***** Exercise material

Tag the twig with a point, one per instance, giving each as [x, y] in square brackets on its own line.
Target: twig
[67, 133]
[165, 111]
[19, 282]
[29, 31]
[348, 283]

**********
***** Exercise material

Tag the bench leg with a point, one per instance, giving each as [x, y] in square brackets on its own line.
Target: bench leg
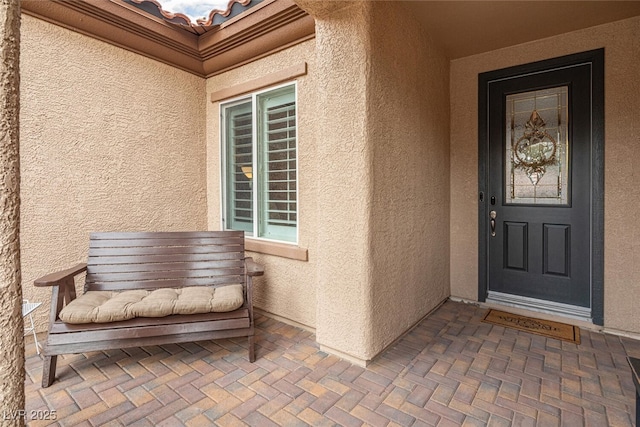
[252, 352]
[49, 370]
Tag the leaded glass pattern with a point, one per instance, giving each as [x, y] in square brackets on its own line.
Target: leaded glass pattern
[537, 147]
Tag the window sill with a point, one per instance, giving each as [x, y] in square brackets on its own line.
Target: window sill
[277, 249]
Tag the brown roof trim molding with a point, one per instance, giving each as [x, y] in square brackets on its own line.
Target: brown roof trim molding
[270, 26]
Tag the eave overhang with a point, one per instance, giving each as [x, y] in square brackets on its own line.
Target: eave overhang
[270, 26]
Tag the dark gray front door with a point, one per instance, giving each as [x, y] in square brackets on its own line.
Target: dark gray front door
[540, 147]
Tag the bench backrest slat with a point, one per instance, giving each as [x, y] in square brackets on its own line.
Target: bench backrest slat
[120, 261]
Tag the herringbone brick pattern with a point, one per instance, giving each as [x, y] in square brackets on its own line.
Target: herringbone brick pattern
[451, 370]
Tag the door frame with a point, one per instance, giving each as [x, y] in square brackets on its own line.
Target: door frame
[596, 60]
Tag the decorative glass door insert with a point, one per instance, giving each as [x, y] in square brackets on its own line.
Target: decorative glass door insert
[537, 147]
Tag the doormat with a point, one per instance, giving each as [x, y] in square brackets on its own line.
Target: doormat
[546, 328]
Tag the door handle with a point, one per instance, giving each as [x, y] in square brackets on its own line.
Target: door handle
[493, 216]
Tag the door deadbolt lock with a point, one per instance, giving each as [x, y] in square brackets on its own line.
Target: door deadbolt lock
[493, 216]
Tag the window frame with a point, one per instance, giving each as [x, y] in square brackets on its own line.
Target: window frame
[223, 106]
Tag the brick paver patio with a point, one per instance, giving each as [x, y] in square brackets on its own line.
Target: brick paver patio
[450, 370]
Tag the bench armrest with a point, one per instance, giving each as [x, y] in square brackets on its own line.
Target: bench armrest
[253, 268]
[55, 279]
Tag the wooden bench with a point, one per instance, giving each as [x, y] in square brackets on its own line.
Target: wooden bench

**********
***** Exercise material

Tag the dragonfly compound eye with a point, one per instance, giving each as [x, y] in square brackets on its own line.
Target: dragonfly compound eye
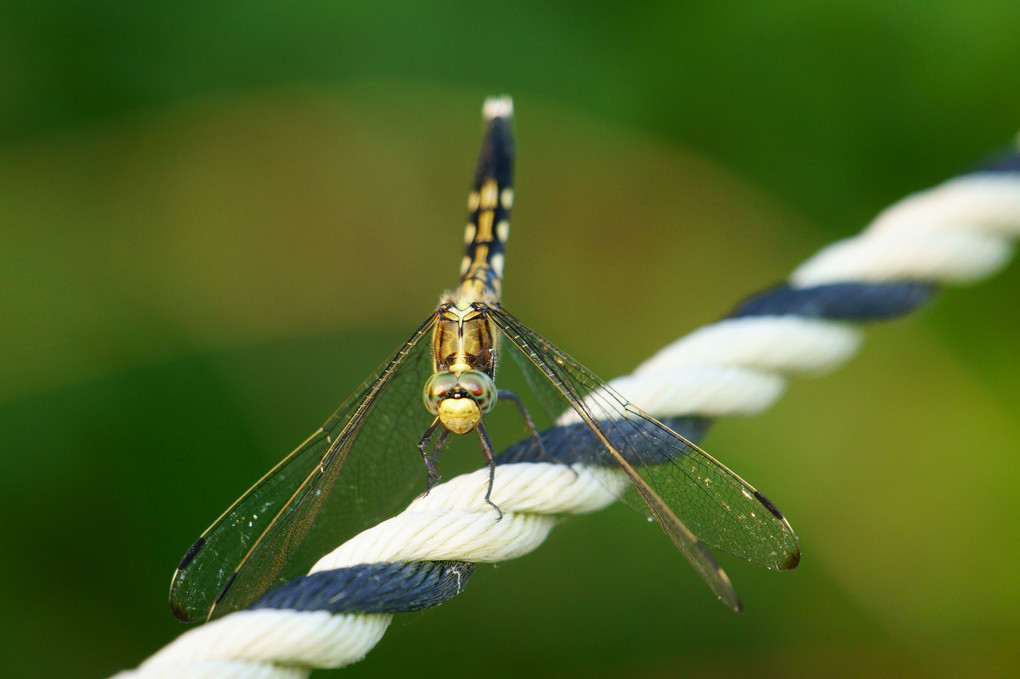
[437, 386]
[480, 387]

**********

• Given problem:
Locate every line in the data above that contains the string "sill", matching case, and copy each of those lines in full.

• Task answer:
Tag the window sill with a point, one per instance, giving each as [x, y] in square brackets on its own line.
Target: window sill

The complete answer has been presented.